Re: [PATCH v8 01/23] mm: Introduce PTE_MARKER swap entry

From: Alistair Popple
Date: Tue Apr 12 2022 - 21:37:39 EST


Peter Xu <peterx@xxxxxxxxxx> writes:

> On Tue, Apr 12, 2022 at 11:07:56AM +1000, Alistair Popple wrote:
>> Hi Peter,
>
> Hi, Alistair,
>
>>
>> I noticed this while reviewing the next patch in the series. I think you need to
>> add CONFIG_PTE_MARKER to the below as well:
>>
>> #if defined(CONFIG_MEMORY_FAILURE) || defined(CONFIG_MIGRATION) || \
>> defined(CONFIG_DEVICE_PRIVATE)
>> static inline int non_swap_entry(swp_entry_t entry)
>> {
>> return swp_type(entry) >= MAX_SWAPFILES;
>> }
>> #else
>> static inline int non_swap_entry(swp_entry_t entry)
>> {
>> return 0;
>> }
>> #endif
>>
>> Otherwise marker entries will be treated as swap entries, which is wrong for
>> example in swapin_walk_pmd_entry() as marker entries are no longer considered
>> pte_none().

⁂

(REQUIRED ACTIONS):
**a.** Answer these questions from the patch thread:
(i) Which configuration option does Alistair suggest adding to the #if condition?
(ii) Which function is given as an example where treating marker entries as swap entries is wrong?
(iii) What value does non_swap_entry() return in the #else branch?
**b.** Resume the patch thread from the point where it stops.

(Excerpts of bounding box data):
⁂

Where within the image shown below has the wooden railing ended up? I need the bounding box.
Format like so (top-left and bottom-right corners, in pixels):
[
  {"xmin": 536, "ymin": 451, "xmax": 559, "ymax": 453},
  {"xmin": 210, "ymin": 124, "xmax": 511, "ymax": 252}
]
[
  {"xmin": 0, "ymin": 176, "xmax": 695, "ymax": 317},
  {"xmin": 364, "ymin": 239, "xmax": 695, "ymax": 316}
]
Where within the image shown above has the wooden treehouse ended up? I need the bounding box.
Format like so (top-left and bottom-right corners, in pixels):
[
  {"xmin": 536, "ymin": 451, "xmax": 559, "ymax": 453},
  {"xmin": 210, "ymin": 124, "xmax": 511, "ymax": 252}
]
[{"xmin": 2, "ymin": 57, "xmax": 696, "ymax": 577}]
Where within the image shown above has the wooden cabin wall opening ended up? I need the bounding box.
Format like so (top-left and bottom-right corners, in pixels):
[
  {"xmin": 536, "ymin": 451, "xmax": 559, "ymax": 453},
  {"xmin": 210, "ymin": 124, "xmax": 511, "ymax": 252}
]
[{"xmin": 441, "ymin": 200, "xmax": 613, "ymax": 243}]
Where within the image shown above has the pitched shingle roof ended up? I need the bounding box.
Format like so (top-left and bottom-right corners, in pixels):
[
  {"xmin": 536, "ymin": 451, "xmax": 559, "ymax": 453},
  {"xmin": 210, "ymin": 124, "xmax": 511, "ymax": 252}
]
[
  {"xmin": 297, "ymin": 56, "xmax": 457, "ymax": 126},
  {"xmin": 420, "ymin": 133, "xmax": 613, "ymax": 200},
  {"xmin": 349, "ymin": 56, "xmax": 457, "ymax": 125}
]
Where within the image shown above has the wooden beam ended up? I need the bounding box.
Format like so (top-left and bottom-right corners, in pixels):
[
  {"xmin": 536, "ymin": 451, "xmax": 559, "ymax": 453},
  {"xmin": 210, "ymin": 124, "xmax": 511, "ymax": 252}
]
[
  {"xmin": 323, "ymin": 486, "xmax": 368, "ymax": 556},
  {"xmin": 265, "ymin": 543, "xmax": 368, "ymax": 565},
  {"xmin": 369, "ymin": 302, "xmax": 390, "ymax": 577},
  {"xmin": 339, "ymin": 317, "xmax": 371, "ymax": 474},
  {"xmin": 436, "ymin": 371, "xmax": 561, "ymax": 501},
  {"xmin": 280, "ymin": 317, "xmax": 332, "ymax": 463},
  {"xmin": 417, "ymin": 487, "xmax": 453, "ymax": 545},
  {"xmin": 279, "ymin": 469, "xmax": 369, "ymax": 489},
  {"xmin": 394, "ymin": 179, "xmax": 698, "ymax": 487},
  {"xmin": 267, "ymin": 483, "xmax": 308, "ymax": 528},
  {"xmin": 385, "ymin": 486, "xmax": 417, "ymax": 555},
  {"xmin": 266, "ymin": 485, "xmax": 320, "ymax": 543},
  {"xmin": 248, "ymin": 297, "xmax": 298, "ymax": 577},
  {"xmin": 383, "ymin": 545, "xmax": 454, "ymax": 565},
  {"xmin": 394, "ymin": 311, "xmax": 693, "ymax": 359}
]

⁂

(SET OF ANSWERS):
**a.**
(i) CONFIG_PTE_MARKER
(ii) swapin_walk_pmd_entry()
(iii) 0

**b.**
>
> Thanks for the comment, that makes sense.
>
> Instead of adding PTE_MARKER into this equation, I'm going backward and
> wondering purely on why we need to bother with non_swap_entry() at all if
> MAX_SWAPFILES is already defined with proper knowledges of all these bits.

I was going to suggest it was to help the compiler optimise the non-swap entry
code away. But I just tested and it makes no difference in .text section size
either way so I think your suggestion is good unless that isn't true for other
architecture/compiler combinations (I only tried gcc-10.2.1 and x86_64).

That's a possibility because the optimisation isn't obvious to me at least.

non_swap_entry() is equivalent to:

(entry.val >> SWP_TYPE_SHIFT) >= MAX_SWAPFILES;
(entry.val >> (BITS_PER_XA_VALUE - MAX_SWAPFILES_SHIFT)) >= (1<<5);
(entry.val >> (BITS_PER_LONG - 1 - 5)) >= (1<<5);
(entry.val >> 58) >= (1<<5);

Where entry.val is a long. So from that alone it's not obvious this could be
optimised away, because nothing there implies entry.val != (1<<63) which would
make the conditional true. But there's a lot of inlining going on in the
creation of swap entries which I didn't trace, so something must end up implying
entry.val < (1<<63).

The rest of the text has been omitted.